**FRAGMENTO DEL DOCUMENTO**.
******************************
El gran teatro de la democracia por Guillermo Giacosa (*)
Me hace mucho daño vivir esa sensación que mezcla repugnancia con impotencia cuando me informo sobre ciertos hechos del acontecer mundial o local. Mi cerebro comprende y no comprende lo que lee o lo que ve. No es un juego de palabras. Comprende las razones, pero no puede comprender la inmensa insensatez que trata de ocultar la palabrería que describe la información. Hace unos días observé por TV cómo los pacíficos policías canadienses asesinaban a un inmigrante polaco en el aeropuerto. Sin balas, sin sangre, solo con una fulminante descarga de 50 mil voltios.
Quizá sancionen a los criminales, quizá les apliquen un castigo administrativo, como una semana menos de vacaciones o cosas así. Quién no se va a asustar y reaccionar como reaccionaron los cuatro valientes policías si la persona que tienen frente a ellos habla un idioma incomprensible y parece estar muy disgustada por el trato. Hay que ponerlo en vereda y qué mejor que una descarga eléctrica para que el díscolo comprenda. En todo caso, el hecho se olvidará pronto y solo, cuando hablemos de Canadá, recordaremos que tiene muchos menos crímenes que los Estados Unidos, como nos enseñó Michael Moore.
******************************
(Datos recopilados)
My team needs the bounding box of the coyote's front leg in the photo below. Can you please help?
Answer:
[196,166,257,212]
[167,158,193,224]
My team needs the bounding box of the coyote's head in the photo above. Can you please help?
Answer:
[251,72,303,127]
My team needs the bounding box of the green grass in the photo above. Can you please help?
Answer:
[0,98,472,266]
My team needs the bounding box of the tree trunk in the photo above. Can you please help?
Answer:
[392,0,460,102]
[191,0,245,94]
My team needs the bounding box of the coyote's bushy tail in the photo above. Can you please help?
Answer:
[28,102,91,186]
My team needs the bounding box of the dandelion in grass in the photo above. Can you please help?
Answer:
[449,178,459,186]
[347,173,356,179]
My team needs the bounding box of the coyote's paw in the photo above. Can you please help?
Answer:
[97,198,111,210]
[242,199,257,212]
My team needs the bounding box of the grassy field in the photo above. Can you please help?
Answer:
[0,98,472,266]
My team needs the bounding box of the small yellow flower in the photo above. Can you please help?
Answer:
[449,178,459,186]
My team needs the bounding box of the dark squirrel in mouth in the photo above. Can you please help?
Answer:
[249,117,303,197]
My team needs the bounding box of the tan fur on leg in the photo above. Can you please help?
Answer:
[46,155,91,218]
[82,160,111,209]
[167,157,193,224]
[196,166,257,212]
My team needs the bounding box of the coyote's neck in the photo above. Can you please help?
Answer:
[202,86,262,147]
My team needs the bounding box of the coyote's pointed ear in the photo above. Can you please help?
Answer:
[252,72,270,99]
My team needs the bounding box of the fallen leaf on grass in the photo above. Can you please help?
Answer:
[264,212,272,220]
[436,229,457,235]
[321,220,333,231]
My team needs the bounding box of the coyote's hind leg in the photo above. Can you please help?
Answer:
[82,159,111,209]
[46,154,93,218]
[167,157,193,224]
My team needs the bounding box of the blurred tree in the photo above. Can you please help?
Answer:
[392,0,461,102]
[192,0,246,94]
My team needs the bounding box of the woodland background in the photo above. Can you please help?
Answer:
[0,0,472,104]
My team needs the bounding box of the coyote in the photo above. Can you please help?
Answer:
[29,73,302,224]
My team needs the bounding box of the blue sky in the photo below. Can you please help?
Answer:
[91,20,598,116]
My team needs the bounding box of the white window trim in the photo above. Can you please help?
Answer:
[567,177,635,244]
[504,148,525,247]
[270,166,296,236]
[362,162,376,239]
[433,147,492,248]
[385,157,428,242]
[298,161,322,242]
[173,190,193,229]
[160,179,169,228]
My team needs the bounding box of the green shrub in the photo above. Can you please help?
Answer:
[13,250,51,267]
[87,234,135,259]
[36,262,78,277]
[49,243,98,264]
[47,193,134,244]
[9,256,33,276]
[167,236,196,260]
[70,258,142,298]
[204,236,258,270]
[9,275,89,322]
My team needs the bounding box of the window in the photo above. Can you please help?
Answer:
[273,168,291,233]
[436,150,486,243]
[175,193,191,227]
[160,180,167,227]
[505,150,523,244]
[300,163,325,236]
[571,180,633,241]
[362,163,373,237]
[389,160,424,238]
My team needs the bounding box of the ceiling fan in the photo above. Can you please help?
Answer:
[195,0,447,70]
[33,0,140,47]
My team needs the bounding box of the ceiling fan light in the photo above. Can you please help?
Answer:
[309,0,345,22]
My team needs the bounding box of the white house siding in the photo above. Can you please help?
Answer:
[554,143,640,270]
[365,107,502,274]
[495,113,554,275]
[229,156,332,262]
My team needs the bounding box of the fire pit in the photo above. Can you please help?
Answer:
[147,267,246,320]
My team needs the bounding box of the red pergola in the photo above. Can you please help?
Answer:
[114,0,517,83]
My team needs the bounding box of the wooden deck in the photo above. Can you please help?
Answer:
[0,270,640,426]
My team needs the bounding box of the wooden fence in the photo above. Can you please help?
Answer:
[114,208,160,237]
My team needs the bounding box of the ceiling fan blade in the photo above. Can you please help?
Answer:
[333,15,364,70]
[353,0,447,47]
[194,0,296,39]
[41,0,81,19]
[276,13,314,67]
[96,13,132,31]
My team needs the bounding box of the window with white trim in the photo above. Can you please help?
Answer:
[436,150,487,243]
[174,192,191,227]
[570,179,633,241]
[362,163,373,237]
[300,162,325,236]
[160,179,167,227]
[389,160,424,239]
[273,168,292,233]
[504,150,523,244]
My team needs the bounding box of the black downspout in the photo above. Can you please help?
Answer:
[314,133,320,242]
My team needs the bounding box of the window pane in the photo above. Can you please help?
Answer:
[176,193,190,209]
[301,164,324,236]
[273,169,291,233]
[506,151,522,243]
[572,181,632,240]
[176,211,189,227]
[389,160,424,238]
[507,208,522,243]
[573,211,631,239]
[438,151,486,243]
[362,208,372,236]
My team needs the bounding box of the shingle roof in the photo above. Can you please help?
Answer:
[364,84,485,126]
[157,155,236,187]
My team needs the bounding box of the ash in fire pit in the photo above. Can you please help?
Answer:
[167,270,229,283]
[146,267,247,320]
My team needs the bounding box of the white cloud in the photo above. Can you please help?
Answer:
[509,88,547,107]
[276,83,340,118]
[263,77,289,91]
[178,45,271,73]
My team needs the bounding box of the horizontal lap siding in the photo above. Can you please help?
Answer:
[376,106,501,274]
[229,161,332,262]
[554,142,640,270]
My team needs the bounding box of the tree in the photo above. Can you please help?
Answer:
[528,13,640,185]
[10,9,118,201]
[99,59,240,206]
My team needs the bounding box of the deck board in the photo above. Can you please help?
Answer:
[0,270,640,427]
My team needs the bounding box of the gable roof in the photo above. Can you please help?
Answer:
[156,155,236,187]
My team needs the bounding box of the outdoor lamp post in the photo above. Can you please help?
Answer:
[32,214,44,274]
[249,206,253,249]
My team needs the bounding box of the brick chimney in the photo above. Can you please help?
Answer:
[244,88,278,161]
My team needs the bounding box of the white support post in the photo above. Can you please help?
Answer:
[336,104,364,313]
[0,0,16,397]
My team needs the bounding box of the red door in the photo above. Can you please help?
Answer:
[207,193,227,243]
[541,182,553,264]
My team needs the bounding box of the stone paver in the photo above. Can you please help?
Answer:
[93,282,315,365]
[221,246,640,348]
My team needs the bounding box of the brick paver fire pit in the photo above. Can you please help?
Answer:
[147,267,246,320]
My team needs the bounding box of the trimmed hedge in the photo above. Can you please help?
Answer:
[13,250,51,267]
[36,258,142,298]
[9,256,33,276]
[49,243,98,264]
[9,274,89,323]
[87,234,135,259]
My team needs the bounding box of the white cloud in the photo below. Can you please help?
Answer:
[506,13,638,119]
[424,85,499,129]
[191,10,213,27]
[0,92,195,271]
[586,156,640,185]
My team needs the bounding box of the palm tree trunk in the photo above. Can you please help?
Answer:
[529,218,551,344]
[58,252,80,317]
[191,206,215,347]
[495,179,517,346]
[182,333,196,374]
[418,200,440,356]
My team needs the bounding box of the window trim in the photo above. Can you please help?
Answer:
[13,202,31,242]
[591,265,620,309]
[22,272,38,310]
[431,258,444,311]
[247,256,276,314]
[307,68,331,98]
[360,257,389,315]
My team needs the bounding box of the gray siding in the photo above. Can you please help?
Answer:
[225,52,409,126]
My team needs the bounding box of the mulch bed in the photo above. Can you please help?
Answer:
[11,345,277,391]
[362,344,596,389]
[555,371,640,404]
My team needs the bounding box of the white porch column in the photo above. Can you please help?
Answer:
******************************
**TAREA ASIGNADA 1**. De acuerdo con la columna, ¿por qué el cerebro del autor «comprende y no comprende» lo que lee o ve? Conteste en una a tres oraciones.
**TAREA ASIGNADA 2**. Transcriba literalmente el pasaje de la columna que comienza en las palabras «Quizá sancionen a» y concluye tras las palabras «enseñó Michael Moore.».
Los datos recopilados proceden de una fuente ajena a la columna.

**SOLUCIÓN PROPUESTA 1**. Porque comprende las razones de los hechos, pero no puede comprender la inmensa insensatez que trata de ocultar la palabrería que describe la información.

**SOLUCIÓN PROPUESTA 2**.
Quizá sancionen a los criminales, quizá les apliquen un castigo administrativo, como una semana menos de vacaciones o cosas así. Quién no se va a asustar y reaccionar como reaccionaron los cuatro valientes policías si la persona que tienen frente a ellos habla un idioma incomprensible y parece estar muy disgustada por el trato. Hay que ponerlo en vereda y qué mejor que una descarga eléctrica para que el díscolo comprenda. En todo caso, el hecho se olvidará pronto y solo, cuando hablemos de Canadá, recordaremos que tiene muchos menos crímenes que los Estados Unidos, como nos enseñó Michael Moore.